■ Textabschnitt:

───

Kam eine Möwe von der Ostsee, träumte so vor sich hin. Segelte eines schönen Sonntags im August über die Uckermark, über das kleine Dorf Rittgarten.

Kam eine Möwe von der Ostsee, träumte so vor sich hin. Segelte eines schönen Sonntags im August über die Uckermark, über das kleine Dorf Rittgarten. Schaute nach unten und erkannte Hans-Dieter Spille, wie er da so saß im Schatten einer alten Linde, um sich herum die Schar der Kinder, die alle Sinne auf Empfang gestellt hatten.

Geschichtenerzähler Spille kramte in seiner Phantasie, suchte nach einem Anfang. Da kreischte die Möwe von ganz oben, vorlaut wie immer: Erzähl doch von mir. Wie ich dem Seeräuber Störtebeker seine Mütze stahl. Wie er deshalb seinen Männern befahl, mich zu finden - tot oder lebendig. Und wie sie deshalb jahrelang die Küsten auf und ab fuhren, ohne je wieder ein Schiff zu kapern. Gute Geschichte, dachte Dieter und begann zu erzählen: Kam eine Möwe von der Ostsee ...

───

■ Aufgabe:
Schreibe die Geschichte von der Möwe und dem Erzähler Spille im Dorf Rittgarten nach ihrem letzten Satz weiter. Die nachstehenden Daten werden nicht gebraucht.

■ Bereitgestellte Daten:
───

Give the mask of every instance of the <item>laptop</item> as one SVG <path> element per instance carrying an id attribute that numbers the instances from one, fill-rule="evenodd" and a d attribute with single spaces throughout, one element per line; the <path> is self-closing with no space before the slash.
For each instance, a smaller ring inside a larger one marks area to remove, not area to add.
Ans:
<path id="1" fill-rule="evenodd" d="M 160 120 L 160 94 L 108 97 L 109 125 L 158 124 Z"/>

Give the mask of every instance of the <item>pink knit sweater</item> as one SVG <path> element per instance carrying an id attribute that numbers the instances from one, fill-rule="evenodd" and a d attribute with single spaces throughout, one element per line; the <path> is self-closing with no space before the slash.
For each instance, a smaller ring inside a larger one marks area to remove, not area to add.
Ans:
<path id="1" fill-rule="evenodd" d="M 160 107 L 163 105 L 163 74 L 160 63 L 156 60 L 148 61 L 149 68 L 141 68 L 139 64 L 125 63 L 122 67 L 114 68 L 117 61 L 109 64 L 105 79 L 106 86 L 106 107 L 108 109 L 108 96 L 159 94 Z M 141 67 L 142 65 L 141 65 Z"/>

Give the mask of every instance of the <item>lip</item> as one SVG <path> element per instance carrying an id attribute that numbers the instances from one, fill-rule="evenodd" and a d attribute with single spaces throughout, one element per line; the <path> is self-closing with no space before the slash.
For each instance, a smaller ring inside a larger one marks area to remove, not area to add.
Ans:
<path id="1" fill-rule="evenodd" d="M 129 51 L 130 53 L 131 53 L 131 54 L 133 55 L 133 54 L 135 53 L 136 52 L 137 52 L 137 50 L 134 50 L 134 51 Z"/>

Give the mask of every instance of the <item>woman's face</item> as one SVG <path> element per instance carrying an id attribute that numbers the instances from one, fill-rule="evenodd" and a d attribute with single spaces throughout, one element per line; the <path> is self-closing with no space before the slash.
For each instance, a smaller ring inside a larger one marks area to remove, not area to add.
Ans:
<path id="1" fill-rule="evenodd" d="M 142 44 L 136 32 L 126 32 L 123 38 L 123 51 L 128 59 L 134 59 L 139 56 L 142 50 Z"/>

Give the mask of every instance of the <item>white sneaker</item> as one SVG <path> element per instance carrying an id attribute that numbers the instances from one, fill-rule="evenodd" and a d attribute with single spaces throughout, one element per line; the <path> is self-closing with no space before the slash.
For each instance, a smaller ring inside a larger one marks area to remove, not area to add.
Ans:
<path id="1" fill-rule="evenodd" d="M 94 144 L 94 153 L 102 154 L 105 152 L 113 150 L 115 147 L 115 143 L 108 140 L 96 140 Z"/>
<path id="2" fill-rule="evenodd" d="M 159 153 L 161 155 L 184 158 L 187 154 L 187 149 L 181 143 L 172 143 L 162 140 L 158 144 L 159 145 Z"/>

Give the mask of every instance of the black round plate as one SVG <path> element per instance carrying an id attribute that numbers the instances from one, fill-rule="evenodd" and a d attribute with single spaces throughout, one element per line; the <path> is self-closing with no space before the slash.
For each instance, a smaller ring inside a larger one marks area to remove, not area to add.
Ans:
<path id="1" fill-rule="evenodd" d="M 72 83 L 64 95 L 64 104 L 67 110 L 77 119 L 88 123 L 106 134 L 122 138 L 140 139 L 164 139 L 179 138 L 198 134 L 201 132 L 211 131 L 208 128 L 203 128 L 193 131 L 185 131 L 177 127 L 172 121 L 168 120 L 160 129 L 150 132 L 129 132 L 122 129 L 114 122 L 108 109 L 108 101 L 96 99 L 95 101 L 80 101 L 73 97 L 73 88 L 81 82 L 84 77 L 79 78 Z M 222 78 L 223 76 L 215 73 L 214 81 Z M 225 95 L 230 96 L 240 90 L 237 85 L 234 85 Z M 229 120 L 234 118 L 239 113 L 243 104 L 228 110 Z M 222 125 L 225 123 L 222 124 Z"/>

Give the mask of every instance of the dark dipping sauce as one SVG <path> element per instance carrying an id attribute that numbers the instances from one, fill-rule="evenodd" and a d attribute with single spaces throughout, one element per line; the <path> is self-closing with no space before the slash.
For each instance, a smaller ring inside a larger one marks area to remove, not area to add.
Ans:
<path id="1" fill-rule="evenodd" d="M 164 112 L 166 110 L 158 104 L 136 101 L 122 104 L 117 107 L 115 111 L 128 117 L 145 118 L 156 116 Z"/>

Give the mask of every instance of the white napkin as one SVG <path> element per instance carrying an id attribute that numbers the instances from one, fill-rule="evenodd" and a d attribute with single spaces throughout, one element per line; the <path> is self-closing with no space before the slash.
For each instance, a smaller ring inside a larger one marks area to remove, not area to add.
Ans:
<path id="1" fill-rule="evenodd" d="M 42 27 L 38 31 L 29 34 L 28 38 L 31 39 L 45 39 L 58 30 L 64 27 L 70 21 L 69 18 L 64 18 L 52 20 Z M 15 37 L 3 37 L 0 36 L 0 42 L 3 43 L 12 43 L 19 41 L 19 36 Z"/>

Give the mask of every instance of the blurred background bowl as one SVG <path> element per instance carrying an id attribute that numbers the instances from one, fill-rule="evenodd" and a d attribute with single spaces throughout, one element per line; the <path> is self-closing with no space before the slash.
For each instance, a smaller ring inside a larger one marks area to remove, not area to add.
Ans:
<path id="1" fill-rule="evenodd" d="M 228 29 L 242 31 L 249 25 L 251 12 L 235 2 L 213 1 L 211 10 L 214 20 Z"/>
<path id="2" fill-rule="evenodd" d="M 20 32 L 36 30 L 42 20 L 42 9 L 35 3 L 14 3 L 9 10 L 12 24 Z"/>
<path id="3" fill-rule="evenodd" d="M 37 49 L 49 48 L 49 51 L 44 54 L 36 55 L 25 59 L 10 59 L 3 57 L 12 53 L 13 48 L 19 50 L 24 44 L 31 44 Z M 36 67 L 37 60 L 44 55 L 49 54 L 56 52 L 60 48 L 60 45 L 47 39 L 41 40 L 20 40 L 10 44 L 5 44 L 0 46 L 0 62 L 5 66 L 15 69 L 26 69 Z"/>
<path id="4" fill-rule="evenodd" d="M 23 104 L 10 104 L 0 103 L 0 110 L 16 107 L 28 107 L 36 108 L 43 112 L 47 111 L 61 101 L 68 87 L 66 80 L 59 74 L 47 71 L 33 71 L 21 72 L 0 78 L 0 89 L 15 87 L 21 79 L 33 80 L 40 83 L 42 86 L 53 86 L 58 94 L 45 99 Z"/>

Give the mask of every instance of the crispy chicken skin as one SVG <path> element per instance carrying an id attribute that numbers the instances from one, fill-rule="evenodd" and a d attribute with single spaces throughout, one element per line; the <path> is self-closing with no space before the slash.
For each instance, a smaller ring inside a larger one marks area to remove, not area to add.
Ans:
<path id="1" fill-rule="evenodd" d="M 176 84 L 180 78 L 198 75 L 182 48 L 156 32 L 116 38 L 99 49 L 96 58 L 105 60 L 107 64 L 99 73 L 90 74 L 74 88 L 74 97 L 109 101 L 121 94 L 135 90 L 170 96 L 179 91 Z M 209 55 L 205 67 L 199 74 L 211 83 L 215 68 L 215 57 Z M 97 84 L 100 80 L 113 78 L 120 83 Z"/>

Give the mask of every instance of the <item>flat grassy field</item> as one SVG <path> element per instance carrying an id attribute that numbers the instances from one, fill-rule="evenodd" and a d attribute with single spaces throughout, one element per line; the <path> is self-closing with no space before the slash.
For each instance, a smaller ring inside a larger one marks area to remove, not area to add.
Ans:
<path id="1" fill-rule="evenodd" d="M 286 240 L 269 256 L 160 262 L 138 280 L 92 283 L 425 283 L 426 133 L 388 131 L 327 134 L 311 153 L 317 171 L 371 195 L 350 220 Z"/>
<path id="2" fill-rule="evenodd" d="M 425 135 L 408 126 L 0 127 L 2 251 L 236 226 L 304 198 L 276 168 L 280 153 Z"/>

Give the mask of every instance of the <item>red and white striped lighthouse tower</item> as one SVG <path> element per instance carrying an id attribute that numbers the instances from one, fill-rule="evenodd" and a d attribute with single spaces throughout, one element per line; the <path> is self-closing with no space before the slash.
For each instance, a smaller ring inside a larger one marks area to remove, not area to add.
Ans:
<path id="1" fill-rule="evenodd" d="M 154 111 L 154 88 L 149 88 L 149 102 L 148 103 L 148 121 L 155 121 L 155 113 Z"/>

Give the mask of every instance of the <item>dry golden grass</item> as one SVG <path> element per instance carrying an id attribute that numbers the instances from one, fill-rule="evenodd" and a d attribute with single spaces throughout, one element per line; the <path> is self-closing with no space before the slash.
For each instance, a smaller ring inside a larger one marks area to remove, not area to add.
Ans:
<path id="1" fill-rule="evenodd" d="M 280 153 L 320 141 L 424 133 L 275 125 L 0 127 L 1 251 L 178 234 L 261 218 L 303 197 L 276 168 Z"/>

───

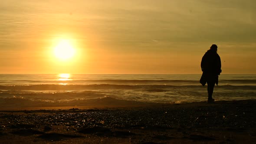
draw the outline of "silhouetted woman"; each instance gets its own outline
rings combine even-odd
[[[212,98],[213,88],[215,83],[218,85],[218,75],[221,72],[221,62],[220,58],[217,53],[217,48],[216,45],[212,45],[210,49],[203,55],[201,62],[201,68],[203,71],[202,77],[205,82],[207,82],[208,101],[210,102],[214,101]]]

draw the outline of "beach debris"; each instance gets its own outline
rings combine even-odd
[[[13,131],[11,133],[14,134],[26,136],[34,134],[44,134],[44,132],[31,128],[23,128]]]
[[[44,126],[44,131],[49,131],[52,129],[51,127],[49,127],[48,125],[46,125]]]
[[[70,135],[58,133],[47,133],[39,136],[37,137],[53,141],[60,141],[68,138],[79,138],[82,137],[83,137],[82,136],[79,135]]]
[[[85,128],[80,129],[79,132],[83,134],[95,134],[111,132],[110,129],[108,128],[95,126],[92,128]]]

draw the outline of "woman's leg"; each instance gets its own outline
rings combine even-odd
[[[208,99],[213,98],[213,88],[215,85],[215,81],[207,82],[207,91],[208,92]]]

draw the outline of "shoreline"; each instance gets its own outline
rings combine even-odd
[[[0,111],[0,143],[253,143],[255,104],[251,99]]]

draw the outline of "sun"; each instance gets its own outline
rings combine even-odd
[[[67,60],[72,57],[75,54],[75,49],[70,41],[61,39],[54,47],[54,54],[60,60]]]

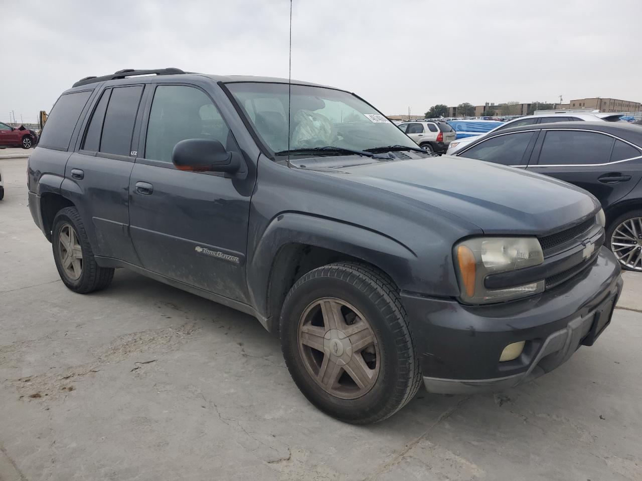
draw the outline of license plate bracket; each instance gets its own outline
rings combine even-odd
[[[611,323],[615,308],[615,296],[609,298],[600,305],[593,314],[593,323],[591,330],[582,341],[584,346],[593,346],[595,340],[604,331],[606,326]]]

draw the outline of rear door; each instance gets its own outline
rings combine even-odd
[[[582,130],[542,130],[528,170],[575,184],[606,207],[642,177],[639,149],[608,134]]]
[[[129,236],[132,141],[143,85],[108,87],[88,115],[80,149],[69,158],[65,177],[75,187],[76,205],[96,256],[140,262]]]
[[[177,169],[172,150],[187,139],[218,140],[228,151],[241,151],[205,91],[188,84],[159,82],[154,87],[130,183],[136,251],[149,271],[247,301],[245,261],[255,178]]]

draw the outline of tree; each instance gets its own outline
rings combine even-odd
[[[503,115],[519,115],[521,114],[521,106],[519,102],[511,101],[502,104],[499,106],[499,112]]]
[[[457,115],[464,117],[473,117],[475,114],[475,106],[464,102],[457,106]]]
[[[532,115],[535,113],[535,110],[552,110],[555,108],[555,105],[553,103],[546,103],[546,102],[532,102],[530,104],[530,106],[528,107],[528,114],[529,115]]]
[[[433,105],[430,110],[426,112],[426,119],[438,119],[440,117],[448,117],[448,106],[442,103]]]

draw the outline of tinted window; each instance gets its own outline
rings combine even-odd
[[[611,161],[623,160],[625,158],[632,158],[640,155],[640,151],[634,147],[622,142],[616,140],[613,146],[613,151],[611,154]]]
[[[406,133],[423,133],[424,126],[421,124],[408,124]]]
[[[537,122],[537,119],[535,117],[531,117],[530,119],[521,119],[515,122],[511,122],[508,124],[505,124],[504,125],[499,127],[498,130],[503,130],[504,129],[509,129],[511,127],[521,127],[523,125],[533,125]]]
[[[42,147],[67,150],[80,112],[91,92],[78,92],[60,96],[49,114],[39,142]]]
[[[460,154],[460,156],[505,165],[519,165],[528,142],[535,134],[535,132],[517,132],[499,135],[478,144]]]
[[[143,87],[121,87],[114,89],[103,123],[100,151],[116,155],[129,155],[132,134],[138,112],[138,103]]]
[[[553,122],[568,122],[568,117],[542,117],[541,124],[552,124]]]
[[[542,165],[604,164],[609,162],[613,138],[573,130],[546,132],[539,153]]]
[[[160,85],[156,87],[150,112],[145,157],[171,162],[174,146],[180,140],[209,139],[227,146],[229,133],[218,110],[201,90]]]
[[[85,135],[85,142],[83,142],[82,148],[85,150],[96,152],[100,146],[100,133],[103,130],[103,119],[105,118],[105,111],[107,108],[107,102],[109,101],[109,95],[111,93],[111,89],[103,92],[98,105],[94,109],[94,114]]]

───

■ Ergebnis:
Geschichten erfinden konnte er ausgezeichnet. Auch seine Qualitäten als Mitspieler, Herumtoller und Zuhörer hatten sich bald herumgesprochen. Dieter Spille konnte gut mit Kindern und deshalb liebten sie ihn. Simon, der Sohn seiner Lebensgefährtin, hat ihn nie als Stiefvater betrachtet, sondern immer schlicht als Vater, der auf fast alles eine Antwort wusste.

In Rittgarten hatte sich Hans-Dieter Spille zusammen mit seiner Lebensgefährtin einen Platz geschaffen, der viele Bedingungen für ein glückliches, ausgelassenes Leben erfüllte. Ein Fachwerkhaus mit spitzem Dach, das im August hinter dem Tarnnetz der Linden, Birken und Kastanien kaum noch zu erkennen war. Dorthin nahm er an Sommerwochenenden seine liebsten Menschen mit, genoss das Wandern, Radfahren, Baden und Angeln, das Drachensteigen mit seinem leiblichen Sohn Stefan, kurz: die Leichtigkeit des Seins im Schoße der Natur. Im Gedächtnis blieben die Geburtstagsfeiern am 30. Juli, besonders die Feier zum Fünfzigsten. Freunde und Verwandte erinnern sich an eine lange Tafel auf dem Rasen, ein Lachen, Prosten und Reden wie auf den Treffen der grande famille in französischen Filmen.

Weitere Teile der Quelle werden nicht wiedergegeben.